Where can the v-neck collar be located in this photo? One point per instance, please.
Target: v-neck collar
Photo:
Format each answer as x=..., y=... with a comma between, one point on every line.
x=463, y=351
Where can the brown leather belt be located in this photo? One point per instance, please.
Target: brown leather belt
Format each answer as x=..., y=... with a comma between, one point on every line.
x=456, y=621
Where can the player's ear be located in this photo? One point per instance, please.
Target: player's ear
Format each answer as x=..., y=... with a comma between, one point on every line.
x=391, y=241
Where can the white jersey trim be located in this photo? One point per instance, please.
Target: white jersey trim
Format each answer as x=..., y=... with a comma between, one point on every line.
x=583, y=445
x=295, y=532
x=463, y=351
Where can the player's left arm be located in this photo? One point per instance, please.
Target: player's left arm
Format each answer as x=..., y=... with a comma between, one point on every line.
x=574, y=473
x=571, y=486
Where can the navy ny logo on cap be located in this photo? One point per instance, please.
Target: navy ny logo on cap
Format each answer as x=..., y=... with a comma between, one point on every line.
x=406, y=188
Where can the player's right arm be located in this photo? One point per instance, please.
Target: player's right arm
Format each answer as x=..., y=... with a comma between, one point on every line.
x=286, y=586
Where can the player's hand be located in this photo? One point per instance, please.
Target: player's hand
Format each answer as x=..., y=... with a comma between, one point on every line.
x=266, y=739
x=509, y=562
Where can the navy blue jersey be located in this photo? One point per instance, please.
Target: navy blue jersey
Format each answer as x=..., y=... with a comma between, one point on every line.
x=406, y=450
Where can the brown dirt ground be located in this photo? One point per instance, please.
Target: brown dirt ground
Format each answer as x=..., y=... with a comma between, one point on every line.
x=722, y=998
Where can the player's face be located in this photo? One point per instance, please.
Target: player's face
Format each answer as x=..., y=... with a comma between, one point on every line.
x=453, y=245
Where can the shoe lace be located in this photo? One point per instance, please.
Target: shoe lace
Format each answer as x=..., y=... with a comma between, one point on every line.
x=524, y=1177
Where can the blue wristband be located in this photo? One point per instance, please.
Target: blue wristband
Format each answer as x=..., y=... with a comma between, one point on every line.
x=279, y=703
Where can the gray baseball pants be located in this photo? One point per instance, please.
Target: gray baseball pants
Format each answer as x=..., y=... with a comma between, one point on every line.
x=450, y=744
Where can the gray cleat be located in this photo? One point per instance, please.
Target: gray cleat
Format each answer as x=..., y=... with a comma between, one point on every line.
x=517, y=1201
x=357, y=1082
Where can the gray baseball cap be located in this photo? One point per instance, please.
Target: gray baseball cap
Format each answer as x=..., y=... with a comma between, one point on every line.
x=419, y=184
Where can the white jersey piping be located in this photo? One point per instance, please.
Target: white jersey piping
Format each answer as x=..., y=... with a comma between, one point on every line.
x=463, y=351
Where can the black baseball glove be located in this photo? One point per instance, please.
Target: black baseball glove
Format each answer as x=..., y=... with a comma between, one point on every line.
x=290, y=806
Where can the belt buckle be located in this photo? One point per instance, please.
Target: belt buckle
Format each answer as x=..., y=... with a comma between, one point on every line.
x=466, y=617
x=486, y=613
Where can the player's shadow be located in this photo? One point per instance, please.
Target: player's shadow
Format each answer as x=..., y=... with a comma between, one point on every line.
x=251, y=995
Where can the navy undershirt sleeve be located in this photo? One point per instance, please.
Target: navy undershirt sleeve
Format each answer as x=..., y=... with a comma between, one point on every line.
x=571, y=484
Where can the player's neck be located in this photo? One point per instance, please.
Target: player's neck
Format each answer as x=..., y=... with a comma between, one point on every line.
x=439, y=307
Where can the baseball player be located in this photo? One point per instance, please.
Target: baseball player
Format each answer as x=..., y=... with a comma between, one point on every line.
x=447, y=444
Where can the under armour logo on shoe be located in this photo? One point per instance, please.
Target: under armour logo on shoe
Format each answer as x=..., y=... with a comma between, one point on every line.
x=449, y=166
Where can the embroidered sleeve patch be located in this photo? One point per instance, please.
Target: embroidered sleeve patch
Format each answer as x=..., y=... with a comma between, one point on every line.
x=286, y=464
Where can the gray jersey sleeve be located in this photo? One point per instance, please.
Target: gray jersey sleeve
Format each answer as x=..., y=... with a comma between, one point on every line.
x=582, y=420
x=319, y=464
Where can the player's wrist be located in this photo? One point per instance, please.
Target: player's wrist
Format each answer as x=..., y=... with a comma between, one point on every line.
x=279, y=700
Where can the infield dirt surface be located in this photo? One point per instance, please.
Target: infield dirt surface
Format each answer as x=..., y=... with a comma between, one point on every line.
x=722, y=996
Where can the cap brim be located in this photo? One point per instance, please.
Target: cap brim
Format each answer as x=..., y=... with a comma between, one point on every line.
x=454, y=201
___
Rewrite all of the records above, putting "per occurrence" in place of "per instance" wherever it occurs and keeping everything else the same.

Response to this exercise »
Where can the v-neck collar be located in this photo? One point per occurrence, please.
Target: v-neck collar
Photo:
Format each answer as x=..., y=... with a comma between, one point on every line.
x=463, y=351
Where can the brown leather belt be located in this photo? One point per occurrence, please.
Target: brown leather belt
Format each answer as x=..., y=... with a comma between, one point on every line.
x=456, y=621
Where can the player's ear be located in this photo? One point per occurrence, please.
Target: player's ear
Format each answer as x=..., y=... with a comma between, one point on every line.
x=391, y=241
Where can the white jersey trim be located in this photo? One point per occurrence, please.
Target: white jersey trim
Format each answer as x=..., y=... with a comma between, one point on every line.
x=583, y=445
x=295, y=532
x=463, y=351
Where can the player's left arm be located in this photo? One point per occurrence, please.
Target: player's left arm
Format each answer as x=..., y=... with a comma between, one point on every line.
x=574, y=473
x=571, y=486
Where can the navy ny logo on cap be located in this photo? One point per occurrence, please.
Target: navy ny logo on cap
Format each answer as x=..., y=... with a comma between, one point on every line.
x=406, y=188
Where can the player's right arm be located in this photo? One point per occurrence, please.
Target: player's right arm
Format each answer as x=..., y=... with a comma between, one point on every line.
x=286, y=586
Where can the player's hand be located in this photo? One point per occurrence, please.
Target: player's hand
Format each answer as x=..., y=... with a comma between, one point on every line.
x=266, y=739
x=509, y=562
Where can the navy blue jersey be located in this photo? One point per occurrence, please.
Target: navy blue jersey
Format each answer as x=..., y=... with a comma between, one point on every line.
x=406, y=450
Where can the brown dirt ground be located in this photo? One point per occurrence, please.
Target: brown dirt ground
Format each answer as x=..., y=... with a comma between, one point on every line.
x=722, y=998
Where can the player's face be located in this photo? One point per occurrence, please.
Target: player's face
Format each answer as x=..., y=... with a comma between, one point on every line.
x=453, y=245
Where can the shoe lace be located in this photo? One point per occurrence, please.
Target: shoe lace
Format each answer as x=..., y=... with a comma between, one point on every line.
x=524, y=1177
Where can the blue wristband be located in this photo? One point per occurrence, please.
Target: blue wristband
Format each answer as x=..., y=... with a comma between, one point on every line.
x=279, y=703
Where can the gray baseball pants be located in this photo? One point per occurrence, please.
Target: gray baseball pants
Format each answer as x=..., y=... with a comma between, one point on every line.
x=450, y=744
Where can the gray cleat be located in this photo? One point per occurrence, please.
Target: gray cleat
Format each answer as x=..., y=... with a comma between, one point on every line.
x=517, y=1201
x=357, y=1082
Where can the gray baseball cap be located in this photo? One point per occurrence, please.
Target: gray baseball cap
Format each answer as x=..., y=... with a comma between, one point on every line.
x=419, y=184
Where can the white jersey piping be located in this photo? One point per occurrence, please.
Target: white jersey piping
Format each answer as x=..., y=... with a comma between, one point on every line.
x=463, y=351
Where can the black baseball glove be located in this photo? One point per occurrence, please.
Target: black baseball glove
Format each answer as x=..., y=... with a comma between, one point on every line.
x=290, y=806
Where can the belt buckle be located in this photo? One point per occurrence, please.
Target: belt buckle
Format each answer as x=..., y=... with a comma between, one point on every line.
x=466, y=617
x=486, y=613
Where can the player's shadow be located in this photo? One point per occurrence, please.
Target: player's shadow
Format each answer as x=..., y=... with a comma between, one point on every line.
x=251, y=995
Where can the navy undershirt sleeve be located in this photo? One point per occurrence, please.
Target: navy undershirt sleeve
Format each answer as x=..., y=... with a comma between, one point on every line.
x=571, y=484
Where can the player's neck be located in this photo? One point per occurrence, please.
Target: player's neck
Format each answer as x=..., y=... with a comma between, one point on every line.
x=439, y=307
Where can the baseball player be located in this photo? One point per occurrence, please.
Target: baseball player
Format each answer as x=..., y=... with a comma between, one point on every line.
x=447, y=444
Where can the under armour logo on shoe be located in this photo? One point per occurrence, please.
Target: under armour logo on shoe
Format each answer as x=..., y=... with a comma between, one point on every line.
x=449, y=166
Where can the embroidered sleeve patch be located in this photo? One point per occurrence, please.
Target: embroidered sleeve patch
Format each answer as x=..., y=... with a comma between, one point on every line.
x=286, y=464
Where can the gray jersey sleeve be located in this photo? One point per occurrence, please.
Target: gray jersey sleeve
Format each answer as x=..., y=... with a comma between, one point on every line.
x=582, y=420
x=319, y=464
Where can the player's wrist be located in this photo? One point per occurrence, please.
Target: player's wrist
Format each answer as x=..., y=... with a comma between, one point on every line.
x=279, y=700
Where can the infield dirt surface be located in this photo? One point per occurrence, please.
Target: infield dirt surface
Format each answer as x=..., y=... with a comma between, one point on every line.
x=722, y=996
Where can the cap brim be located in this photo? One point per occurrence, please.
Target: cap brim
Format each answer as x=..., y=... with a comma between, one point on every line.
x=454, y=201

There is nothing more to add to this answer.